• GIVEN TASK
Copy out the records below line for line, without changing anything. Leave the pictures out of your copy.

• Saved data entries

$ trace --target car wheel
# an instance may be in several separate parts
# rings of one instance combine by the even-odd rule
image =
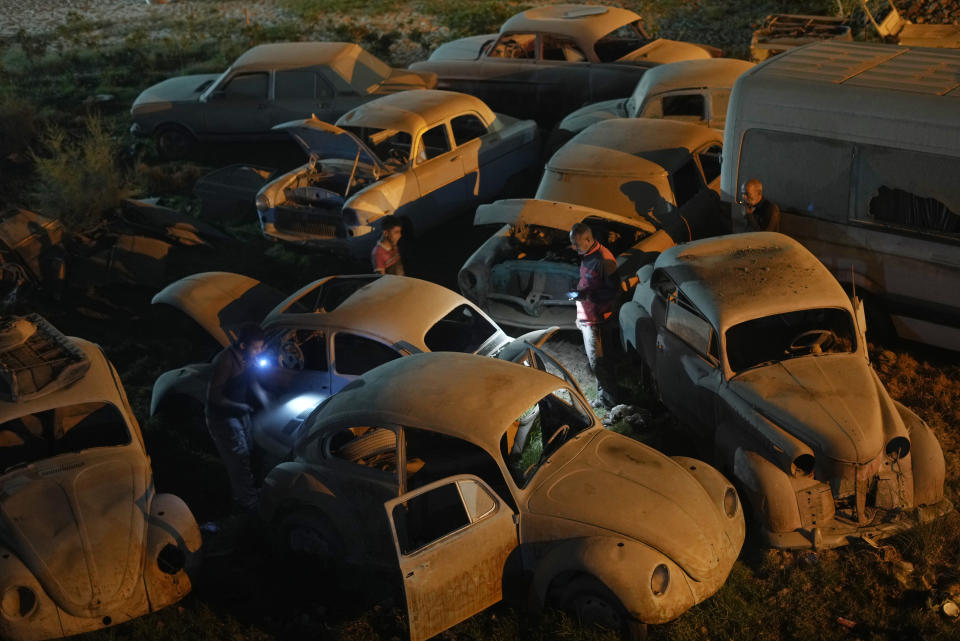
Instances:
[[[157,145],[157,152],[165,160],[185,158],[197,142],[193,134],[179,125],[160,127],[154,134],[153,140]]]
[[[631,617],[620,599],[593,577],[581,576],[568,583],[560,605],[581,626],[616,630],[624,641],[640,641],[647,636],[646,624]]]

• FULL SOLUTION
$ trace --target car wheel
# an instance may be in several separate parts
# rings of one instance combine by the even-odd rule
image =
Instances:
[[[157,145],[157,152],[165,160],[185,158],[197,142],[193,134],[179,125],[160,127],[154,134],[153,140]]]
[[[631,617],[620,599],[593,577],[581,576],[568,583],[560,605],[581,626],[616,630],[624,641],[640,641],[647,636],[646,624]]]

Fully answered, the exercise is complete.